◆ Raw records:
----

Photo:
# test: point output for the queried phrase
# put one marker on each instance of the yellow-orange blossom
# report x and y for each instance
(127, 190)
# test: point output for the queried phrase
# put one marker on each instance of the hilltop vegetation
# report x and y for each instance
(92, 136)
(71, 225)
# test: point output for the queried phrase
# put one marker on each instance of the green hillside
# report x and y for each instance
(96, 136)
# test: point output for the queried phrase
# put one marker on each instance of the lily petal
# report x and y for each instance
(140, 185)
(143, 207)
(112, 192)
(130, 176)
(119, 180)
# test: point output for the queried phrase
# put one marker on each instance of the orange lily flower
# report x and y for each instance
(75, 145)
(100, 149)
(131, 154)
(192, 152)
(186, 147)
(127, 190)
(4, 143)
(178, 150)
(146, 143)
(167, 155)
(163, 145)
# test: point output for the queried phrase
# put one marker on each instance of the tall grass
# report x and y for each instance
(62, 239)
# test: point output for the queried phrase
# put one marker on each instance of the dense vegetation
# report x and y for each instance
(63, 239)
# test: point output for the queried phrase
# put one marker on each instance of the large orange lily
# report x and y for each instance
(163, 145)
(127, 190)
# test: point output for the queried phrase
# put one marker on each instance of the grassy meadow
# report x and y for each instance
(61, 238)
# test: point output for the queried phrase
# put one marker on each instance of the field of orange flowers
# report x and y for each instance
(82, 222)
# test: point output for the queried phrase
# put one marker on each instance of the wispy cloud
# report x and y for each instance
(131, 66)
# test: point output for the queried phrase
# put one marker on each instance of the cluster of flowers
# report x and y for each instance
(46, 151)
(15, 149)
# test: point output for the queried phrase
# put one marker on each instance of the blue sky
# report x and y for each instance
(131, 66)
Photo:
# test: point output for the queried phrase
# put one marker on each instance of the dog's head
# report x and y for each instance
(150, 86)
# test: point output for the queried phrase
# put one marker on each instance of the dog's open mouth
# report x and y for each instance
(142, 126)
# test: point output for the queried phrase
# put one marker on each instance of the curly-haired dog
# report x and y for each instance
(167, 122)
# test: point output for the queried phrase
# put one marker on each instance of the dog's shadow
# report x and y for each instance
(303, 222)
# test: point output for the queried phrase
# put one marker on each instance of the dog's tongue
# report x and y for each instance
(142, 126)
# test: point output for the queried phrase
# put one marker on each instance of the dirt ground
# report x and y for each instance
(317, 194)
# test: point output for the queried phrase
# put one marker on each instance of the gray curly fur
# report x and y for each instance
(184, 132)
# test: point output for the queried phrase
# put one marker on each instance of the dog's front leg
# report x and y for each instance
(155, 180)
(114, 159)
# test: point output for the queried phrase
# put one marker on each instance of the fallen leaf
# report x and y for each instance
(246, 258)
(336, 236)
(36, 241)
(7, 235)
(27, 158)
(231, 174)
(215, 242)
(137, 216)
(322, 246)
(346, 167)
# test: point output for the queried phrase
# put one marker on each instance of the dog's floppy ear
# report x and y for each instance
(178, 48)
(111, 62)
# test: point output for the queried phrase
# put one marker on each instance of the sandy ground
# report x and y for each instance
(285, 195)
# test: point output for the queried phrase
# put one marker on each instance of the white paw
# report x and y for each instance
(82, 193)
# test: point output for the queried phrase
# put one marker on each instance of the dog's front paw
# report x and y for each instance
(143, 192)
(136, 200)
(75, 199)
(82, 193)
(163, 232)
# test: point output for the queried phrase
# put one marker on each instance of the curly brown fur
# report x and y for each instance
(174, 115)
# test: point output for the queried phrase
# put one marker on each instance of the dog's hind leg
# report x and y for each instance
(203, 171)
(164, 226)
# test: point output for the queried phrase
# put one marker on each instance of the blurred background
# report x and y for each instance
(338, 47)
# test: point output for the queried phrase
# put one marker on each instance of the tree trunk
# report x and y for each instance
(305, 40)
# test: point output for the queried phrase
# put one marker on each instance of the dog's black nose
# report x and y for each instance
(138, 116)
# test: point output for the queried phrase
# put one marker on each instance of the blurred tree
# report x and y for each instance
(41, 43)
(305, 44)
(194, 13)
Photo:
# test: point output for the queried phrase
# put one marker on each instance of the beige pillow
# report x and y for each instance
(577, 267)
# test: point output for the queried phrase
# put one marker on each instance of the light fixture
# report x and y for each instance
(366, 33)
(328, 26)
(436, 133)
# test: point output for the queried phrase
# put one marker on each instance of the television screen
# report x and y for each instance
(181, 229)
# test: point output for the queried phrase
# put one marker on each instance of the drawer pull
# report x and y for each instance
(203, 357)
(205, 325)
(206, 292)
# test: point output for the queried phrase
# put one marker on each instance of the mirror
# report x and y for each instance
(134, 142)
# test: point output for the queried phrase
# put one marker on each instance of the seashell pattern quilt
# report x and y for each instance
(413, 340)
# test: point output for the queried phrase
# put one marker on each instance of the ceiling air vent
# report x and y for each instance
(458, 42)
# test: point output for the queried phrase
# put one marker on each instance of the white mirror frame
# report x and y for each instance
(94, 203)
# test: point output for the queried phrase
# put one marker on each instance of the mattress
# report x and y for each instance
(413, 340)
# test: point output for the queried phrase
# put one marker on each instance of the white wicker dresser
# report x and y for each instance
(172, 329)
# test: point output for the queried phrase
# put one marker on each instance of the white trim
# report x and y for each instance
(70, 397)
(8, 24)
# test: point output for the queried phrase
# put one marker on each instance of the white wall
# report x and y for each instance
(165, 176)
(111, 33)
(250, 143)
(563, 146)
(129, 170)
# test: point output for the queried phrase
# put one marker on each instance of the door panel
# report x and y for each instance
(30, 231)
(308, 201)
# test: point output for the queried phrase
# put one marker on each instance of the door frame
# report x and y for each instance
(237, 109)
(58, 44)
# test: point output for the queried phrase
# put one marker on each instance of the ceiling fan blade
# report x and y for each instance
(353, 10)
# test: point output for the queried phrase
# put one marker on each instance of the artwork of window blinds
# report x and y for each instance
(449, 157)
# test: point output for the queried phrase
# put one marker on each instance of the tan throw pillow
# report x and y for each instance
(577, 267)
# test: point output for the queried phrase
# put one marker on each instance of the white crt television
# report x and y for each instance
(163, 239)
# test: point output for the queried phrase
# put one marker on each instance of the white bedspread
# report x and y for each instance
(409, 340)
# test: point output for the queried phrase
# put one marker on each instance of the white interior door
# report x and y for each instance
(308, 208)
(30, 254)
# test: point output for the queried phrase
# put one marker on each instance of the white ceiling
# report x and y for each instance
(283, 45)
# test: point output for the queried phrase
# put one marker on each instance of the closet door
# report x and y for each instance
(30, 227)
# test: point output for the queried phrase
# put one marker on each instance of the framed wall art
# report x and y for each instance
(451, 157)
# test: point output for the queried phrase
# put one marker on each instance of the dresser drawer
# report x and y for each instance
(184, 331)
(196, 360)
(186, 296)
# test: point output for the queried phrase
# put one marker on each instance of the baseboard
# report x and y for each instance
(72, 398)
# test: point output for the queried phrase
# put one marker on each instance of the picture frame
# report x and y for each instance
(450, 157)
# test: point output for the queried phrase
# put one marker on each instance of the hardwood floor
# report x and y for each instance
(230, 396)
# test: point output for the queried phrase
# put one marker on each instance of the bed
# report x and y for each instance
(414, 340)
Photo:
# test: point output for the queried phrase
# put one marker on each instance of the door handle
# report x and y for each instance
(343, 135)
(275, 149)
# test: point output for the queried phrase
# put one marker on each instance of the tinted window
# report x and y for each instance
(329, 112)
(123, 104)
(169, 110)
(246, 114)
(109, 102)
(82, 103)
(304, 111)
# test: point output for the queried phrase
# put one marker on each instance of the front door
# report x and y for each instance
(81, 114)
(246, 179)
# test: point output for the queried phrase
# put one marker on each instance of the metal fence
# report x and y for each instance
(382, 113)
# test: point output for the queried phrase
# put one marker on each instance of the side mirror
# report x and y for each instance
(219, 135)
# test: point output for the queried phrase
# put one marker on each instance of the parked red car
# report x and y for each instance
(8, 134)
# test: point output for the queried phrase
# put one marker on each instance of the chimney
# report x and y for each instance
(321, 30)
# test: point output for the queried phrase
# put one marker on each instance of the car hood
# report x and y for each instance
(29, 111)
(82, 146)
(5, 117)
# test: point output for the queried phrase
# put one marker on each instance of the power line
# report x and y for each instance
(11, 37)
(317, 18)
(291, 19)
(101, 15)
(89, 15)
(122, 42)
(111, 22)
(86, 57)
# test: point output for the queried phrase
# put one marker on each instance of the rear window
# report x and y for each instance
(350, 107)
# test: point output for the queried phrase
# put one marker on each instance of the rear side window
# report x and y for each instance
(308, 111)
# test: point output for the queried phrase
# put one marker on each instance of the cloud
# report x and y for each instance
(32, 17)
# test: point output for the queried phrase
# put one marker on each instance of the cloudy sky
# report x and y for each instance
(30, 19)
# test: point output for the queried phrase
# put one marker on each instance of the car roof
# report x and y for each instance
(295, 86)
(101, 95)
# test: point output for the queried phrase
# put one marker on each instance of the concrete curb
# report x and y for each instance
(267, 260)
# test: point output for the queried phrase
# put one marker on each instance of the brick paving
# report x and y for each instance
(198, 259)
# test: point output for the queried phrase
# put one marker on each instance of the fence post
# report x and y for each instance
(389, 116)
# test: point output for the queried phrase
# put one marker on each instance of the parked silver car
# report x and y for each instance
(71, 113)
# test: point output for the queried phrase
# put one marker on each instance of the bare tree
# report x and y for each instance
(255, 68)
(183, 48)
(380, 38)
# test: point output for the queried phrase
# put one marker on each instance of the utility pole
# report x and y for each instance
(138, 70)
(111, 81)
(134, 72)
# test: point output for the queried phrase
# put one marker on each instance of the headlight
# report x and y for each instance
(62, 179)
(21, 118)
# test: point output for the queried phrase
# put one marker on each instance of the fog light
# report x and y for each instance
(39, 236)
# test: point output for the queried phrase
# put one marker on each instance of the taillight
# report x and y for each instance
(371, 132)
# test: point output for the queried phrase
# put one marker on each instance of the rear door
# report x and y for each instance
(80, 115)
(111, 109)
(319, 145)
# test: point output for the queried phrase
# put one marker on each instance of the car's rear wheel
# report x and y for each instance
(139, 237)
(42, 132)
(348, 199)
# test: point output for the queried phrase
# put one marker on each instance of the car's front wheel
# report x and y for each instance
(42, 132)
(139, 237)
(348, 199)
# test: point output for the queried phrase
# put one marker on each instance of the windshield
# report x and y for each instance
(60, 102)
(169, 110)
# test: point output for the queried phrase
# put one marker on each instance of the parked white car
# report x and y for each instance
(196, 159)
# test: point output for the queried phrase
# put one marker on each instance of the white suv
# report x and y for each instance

----

◆ Directions: Collect every line of the records that contains the word "white", and treat uppercase and lowercase as different.

◆ Response to the exercise:
# put one marker on each instance of the white paw
# put one marker on each instance of the white mirror frame
# put one marker on each instance of the white wicker dresser
# put one marker on each instance of the white trim
# put one marker on each instance of the white wall
# put one marker on each instance of the white crt television
# put one marker on each instance of the white bedspread
# put one marker on each instance of the white interior door
# put one marker on each instance of the white ceiling
# put one marker on each instance of the parked white car
# put one marker on each instance of the white suv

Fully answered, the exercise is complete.